Passage shown: Begin

In the hospital, you may begin walking 5-15 minutes, 2-3 times per day. A walker may be used to assist with decreasing the pressure on your spine as well as provide support for any leg weakness. Your goal should be to progress your walking without the assistance of the walker, as appropriate. Continue to increase your walking duration at home with more frequency, i.e. 6-8 times per day, within your home or close surrounding neighborhood for the first week.

Advancing your program:

Gradually progress your fitness walking time to 20-30 minutes or 1 mile, twice a day, along with you daily upright activity routine in your home. The goal of 2 miles daily should be accomplished by 3-4 weeks after your surgery. Perform your fitness walking at least 5 days per week.

Suggested equipment:

A good pair of walking or athletic shoes is most appropriate. Always make sure you have at least a thumbs width room between your longest toe and the tip of the shoe. This should be measured in the afternoon when your foot may be more swollen. A visoelastic insert (i.e. Sorbathane, Spenco) for your shoe can greatly reduce the impact stress on your spine. These can be purchased at a local running or drug store. Layer your clothing to allow for proper temperature control while walking outdoors. It may be appropriate for a light jacket early in your walk to keep your back warm, and then remove once your activity increases your core body temperature. Continue to wear your corset or back brace, if instructed by your physician, while you walk.

Passage shown: End

Work instructions =
(1) In the walking guide after spine surgery, how many weeks after surgery should the goal of 2 miles a day be reached?
(2) Pick up the walking guide after spine surgery where it stops, and keep writing it past its last sentence.
The material that follows comes from a different source than the walking guide above.

Dataset extract: Begin

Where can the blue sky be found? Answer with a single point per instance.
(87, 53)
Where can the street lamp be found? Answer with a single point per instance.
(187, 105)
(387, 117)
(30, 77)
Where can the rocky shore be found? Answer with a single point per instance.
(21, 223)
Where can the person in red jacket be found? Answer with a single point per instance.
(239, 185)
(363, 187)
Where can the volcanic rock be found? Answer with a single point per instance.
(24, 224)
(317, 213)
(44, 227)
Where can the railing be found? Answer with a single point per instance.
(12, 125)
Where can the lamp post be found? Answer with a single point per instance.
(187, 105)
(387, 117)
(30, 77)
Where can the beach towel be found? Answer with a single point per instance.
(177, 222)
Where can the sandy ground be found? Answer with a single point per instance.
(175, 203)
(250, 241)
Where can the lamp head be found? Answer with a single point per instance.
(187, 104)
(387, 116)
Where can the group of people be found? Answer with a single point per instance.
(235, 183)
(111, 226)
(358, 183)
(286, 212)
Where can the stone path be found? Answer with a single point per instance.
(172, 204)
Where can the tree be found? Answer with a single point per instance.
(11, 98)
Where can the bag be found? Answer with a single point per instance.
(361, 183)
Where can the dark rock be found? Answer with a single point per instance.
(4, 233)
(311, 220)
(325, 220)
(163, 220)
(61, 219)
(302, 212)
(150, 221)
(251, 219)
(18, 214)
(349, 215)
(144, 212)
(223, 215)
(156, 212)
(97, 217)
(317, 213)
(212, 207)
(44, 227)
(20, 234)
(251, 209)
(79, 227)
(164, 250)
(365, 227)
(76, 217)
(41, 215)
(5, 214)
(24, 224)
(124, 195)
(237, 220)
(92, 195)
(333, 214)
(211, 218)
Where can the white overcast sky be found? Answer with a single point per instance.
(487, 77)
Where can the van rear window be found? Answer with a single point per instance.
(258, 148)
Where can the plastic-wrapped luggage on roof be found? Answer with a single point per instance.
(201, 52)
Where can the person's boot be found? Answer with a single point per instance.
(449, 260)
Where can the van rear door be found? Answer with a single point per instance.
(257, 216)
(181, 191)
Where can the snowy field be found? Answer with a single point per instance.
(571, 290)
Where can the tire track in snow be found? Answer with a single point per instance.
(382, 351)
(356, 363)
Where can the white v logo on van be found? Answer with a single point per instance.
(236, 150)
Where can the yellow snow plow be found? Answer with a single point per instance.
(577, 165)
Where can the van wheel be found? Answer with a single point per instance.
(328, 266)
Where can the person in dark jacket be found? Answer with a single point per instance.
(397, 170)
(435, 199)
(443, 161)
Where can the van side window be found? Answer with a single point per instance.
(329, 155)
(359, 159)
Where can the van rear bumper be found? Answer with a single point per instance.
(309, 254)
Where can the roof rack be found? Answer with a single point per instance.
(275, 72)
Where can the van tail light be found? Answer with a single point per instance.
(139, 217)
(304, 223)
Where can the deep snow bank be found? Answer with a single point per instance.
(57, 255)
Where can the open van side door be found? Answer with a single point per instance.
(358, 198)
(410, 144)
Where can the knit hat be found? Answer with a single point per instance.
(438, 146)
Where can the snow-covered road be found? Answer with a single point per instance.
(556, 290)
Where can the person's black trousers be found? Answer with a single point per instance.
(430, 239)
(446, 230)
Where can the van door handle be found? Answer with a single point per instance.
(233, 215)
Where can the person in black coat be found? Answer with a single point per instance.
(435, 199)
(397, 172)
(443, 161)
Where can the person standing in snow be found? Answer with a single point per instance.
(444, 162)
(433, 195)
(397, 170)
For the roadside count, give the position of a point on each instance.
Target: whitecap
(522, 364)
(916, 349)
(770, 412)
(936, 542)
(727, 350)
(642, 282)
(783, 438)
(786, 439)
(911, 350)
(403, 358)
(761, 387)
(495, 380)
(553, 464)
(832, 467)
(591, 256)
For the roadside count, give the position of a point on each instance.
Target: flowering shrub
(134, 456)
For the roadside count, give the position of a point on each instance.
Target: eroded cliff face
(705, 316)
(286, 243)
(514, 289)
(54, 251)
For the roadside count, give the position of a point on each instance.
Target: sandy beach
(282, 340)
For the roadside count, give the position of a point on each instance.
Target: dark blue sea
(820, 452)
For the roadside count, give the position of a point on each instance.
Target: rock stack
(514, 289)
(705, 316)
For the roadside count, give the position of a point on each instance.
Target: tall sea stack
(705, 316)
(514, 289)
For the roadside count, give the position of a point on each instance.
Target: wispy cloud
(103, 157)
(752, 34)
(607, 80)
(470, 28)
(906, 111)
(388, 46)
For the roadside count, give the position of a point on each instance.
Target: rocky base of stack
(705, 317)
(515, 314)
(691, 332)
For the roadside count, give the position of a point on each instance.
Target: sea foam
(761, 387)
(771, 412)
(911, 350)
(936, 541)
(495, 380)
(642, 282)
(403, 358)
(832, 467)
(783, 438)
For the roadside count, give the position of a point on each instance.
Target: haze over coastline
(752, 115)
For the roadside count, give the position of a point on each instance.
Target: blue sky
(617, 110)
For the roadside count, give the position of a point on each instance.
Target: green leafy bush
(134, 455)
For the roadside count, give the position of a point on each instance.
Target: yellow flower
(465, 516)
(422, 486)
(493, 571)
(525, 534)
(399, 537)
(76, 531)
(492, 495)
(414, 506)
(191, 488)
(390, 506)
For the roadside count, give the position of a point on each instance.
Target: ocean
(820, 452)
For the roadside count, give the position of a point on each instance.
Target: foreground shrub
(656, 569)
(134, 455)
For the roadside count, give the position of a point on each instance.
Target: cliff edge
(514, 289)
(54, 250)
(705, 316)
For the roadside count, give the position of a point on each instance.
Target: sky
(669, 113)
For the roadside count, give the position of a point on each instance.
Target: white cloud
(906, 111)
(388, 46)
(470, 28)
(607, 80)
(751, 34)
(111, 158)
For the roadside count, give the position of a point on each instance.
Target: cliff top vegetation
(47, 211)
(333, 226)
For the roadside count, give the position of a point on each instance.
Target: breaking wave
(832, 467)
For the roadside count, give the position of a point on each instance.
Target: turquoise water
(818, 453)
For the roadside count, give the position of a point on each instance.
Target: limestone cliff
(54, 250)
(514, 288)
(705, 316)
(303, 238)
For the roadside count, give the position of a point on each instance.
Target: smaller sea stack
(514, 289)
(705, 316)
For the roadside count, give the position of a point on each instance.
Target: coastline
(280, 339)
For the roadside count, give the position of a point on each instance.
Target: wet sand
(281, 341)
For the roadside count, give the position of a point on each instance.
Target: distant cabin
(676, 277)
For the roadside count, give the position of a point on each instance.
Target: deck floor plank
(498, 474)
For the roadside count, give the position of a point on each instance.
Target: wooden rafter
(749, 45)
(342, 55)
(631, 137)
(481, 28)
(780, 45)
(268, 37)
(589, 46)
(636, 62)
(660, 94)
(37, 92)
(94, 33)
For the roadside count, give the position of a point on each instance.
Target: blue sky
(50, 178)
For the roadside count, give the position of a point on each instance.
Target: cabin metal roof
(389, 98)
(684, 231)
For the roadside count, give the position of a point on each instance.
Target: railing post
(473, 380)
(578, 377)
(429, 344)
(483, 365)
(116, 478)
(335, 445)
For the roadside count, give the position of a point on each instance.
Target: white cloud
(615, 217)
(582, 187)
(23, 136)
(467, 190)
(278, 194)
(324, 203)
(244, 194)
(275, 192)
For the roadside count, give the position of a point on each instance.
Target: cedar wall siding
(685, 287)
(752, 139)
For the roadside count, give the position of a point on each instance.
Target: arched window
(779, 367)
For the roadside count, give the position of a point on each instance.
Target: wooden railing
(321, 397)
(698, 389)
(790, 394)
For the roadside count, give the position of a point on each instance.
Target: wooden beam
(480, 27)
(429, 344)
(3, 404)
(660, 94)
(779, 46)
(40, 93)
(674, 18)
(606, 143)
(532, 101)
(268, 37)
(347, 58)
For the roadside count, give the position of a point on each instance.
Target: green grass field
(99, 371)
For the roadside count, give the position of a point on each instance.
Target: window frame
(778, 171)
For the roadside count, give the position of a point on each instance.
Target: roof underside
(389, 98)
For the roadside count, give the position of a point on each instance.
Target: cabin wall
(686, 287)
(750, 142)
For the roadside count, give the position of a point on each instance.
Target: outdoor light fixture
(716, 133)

Dataset extract: End

Responses by item number =
(1) 3-4 weeks after surgery.

(2)
Posture while walking:

Keep your chest facing forward and your head held high while walking. You should be looking in front of you approximately 3-5 yards. Allow your arms to swing gently by your side. Arm movement can improve your circulation, heart rate, and strength to your back.

Points to consider:

Keep your walking path as level as possible; avoid steep up and down hills. Choose a loop around your home or a school track early on in your program to allow for needed rest or decreased walking distance, if needed. Avoid poor weather conditions, either too hot or cold. Walk with a companion for safety and motivation, do not walk with a pet on a leash.
Consider bringing water and a cell phone for safety.

Concerns:

It is normal for your breathing rate to increase while exercising, but if you have abnormal difficulty breathing and/or pain with breathing – STOP and contact your physician. Decrease your walking duration and/or frequency if you begin to experience increased pain, especially in your back or legs.